• The input
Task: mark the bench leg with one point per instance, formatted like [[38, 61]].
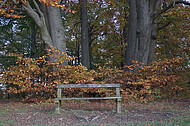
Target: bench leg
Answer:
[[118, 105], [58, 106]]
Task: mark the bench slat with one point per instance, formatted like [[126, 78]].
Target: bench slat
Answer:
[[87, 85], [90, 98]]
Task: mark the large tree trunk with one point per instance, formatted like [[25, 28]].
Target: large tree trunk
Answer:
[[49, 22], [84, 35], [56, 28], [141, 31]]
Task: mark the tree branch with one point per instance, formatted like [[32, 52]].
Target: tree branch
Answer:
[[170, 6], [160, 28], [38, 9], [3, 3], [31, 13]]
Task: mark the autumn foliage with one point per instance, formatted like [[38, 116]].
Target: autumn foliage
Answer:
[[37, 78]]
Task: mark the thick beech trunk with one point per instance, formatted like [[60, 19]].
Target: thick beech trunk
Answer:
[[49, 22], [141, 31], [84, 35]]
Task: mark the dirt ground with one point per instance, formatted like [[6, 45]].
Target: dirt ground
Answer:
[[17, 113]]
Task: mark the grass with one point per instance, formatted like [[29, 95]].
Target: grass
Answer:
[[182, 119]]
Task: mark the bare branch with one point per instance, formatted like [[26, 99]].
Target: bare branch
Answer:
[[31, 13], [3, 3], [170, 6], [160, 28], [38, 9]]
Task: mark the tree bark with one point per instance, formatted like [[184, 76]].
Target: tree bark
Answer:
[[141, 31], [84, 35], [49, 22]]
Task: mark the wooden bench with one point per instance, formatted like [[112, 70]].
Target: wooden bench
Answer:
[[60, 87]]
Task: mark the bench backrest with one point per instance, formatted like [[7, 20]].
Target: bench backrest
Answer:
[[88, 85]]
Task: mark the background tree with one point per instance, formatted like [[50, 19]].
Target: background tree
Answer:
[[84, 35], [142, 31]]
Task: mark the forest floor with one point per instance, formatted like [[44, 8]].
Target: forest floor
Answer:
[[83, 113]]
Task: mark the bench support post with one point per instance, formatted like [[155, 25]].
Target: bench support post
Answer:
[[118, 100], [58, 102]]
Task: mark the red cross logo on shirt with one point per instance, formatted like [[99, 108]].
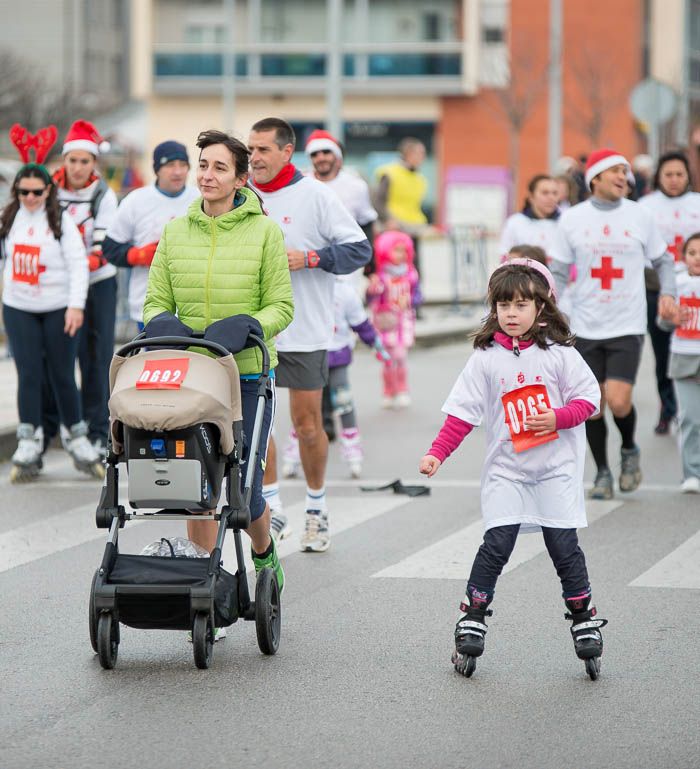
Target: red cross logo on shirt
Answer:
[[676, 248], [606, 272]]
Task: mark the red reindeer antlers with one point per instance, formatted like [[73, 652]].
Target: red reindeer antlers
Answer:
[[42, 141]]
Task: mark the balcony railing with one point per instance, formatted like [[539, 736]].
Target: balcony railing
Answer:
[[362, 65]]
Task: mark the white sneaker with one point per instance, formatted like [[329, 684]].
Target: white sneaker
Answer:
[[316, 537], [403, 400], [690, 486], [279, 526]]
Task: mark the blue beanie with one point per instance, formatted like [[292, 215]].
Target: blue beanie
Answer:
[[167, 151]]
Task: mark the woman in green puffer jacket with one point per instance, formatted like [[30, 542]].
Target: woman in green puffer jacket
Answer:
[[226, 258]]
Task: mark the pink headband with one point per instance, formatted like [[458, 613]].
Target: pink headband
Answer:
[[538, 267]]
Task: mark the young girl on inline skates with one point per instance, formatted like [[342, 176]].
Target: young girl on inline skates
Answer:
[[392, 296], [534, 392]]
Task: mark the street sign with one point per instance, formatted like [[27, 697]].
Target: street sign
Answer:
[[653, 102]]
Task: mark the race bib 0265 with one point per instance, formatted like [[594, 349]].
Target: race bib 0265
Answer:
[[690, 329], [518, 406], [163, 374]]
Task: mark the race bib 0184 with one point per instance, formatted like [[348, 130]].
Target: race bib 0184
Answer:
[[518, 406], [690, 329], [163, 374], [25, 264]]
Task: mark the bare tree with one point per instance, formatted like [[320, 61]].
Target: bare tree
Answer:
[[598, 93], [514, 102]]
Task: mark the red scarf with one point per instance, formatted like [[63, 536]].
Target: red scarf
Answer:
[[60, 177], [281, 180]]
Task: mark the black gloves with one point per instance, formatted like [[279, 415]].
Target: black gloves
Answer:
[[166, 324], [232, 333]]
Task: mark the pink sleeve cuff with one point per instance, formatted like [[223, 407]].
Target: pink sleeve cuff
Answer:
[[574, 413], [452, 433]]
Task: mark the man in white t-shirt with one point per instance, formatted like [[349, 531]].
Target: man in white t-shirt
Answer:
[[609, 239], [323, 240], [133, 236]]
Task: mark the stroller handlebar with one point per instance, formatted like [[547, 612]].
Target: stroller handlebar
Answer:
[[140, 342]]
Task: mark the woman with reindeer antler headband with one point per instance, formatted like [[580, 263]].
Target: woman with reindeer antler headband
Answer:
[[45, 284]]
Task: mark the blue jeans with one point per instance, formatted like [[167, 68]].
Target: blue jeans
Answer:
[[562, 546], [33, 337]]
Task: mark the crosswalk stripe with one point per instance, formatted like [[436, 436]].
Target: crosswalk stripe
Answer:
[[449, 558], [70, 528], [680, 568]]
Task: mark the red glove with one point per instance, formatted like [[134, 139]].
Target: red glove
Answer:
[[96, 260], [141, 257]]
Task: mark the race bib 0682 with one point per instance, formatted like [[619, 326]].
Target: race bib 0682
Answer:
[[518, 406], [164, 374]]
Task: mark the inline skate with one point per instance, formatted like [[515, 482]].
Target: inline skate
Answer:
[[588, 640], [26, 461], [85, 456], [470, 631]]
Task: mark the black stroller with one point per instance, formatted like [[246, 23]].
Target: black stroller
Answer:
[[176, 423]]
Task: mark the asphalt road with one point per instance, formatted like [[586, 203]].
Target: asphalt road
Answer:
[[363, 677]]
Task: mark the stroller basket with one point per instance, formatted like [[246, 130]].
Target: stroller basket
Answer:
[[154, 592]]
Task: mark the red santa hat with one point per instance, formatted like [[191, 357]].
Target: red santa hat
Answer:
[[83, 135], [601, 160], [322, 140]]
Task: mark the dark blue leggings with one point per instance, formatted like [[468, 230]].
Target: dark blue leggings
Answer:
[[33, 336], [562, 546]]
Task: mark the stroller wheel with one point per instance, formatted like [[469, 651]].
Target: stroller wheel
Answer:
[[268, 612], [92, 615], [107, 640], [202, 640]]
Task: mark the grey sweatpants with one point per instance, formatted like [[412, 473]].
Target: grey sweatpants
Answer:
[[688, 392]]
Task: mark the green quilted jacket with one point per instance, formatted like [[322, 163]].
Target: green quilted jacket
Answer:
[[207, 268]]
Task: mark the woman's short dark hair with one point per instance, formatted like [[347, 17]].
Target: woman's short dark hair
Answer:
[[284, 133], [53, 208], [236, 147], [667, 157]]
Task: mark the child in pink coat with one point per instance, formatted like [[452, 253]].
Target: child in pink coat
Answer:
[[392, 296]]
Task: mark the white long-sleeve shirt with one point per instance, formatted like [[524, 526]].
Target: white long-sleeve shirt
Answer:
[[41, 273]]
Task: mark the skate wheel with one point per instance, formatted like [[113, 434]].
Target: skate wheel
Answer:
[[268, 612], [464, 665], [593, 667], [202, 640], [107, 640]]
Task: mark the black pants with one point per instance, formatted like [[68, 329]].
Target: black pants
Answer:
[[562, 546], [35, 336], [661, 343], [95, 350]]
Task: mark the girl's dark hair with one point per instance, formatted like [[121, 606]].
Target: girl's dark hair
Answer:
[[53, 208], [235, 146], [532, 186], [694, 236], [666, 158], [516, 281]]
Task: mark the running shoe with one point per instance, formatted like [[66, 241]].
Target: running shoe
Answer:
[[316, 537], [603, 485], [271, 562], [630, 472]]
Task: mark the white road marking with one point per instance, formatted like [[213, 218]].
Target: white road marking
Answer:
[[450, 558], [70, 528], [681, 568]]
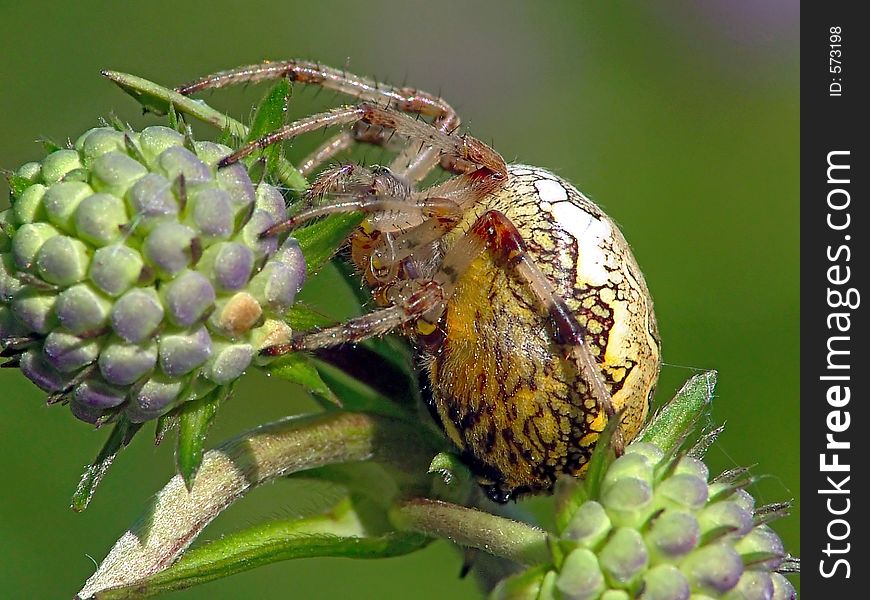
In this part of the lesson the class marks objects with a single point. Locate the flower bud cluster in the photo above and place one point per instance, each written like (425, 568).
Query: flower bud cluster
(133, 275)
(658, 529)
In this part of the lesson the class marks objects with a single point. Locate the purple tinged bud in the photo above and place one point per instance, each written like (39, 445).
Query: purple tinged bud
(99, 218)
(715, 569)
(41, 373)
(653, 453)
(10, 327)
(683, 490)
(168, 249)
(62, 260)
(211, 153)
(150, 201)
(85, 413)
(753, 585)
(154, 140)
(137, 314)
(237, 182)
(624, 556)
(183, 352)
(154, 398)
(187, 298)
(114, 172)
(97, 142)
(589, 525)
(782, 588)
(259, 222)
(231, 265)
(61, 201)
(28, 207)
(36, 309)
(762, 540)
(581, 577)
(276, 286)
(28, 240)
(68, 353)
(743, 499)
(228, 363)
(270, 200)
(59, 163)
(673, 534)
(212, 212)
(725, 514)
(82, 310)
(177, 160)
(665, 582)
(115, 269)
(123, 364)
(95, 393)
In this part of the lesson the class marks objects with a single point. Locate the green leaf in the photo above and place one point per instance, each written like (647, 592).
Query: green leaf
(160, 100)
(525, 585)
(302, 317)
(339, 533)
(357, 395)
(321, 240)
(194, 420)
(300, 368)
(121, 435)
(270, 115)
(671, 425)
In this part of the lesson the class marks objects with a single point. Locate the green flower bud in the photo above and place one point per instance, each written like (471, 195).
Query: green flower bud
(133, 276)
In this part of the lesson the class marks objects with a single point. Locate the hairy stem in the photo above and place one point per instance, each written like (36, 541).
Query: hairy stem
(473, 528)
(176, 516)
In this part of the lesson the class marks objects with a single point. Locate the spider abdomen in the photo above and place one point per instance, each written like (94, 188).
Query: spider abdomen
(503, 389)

• Problem statement
Find the line containing "like (39, 445)." in the material above. Print it and every line after it through the end, exactly and only those.

• Written response
In this part of the lesson the class marks objects with a single point. Locate the purple tinged bud in the photo above and place one point per instance, each written like (39, 445).
Query: purple tinged bud
(99, 218)
(715, 569)
(41, 373)
(653, 453)
(10, 327)
(683, 490)
(168, 249)
(62, 260)
(211, 153)
(150, 201)
(85, 413)
(753, 585)
(154, 140)
(137, 314)
(237, 182)
(624, 556)
(183, 352)
(154, 398)
(187, 298)
(114, 172)
(97, 142)
(589, 525)
(782, 588)
(259, 222)
(231, 265)
(61, 201)
(28, 207)
(36, 309)
(762, 540)
(581, 577)
(276, 286)
(28, 240)
(68, 353)
(743, 499)
(228, 363)
(270, 200)
(59, 163)
(673, 534)
(212, 212)
(725, 514)
(82, 310)
(177, 160)
(665, 582)
(115, 269)
(123, 364)
(95, 393)
In this part of the lesson the class marks objects with a single point. Locate the green leaf in the photo above and place one point per instance, each written like (647, 592).
Query: green leaf
(160, 100)
(525, 585)
(302, 317)
(339, 533)
(357, 395)
(321, 240)
(194, 420)
(300, 368)
(121, 435)
(270, 115)
(671, 425)
In this part of the lesson the class marks objects with a single point. Locate the green flower bud in the photo above and place one point per instance, each written like (471, 195).
Query: green flower bud
(133, 276)
In this part of the lesson the class marks objects with a single point. Locate the hairy stem in the photo above and place one point per instance, each written like (36, 541).
Query: hairy stem
(473, 528)
(176, 516)
In this part of the lesson the class marks objects with a single point. Locate the spider abdomen in the photo above and place one point per instance, each written like (94, 188).
Query: spider abdomen
(503, 389)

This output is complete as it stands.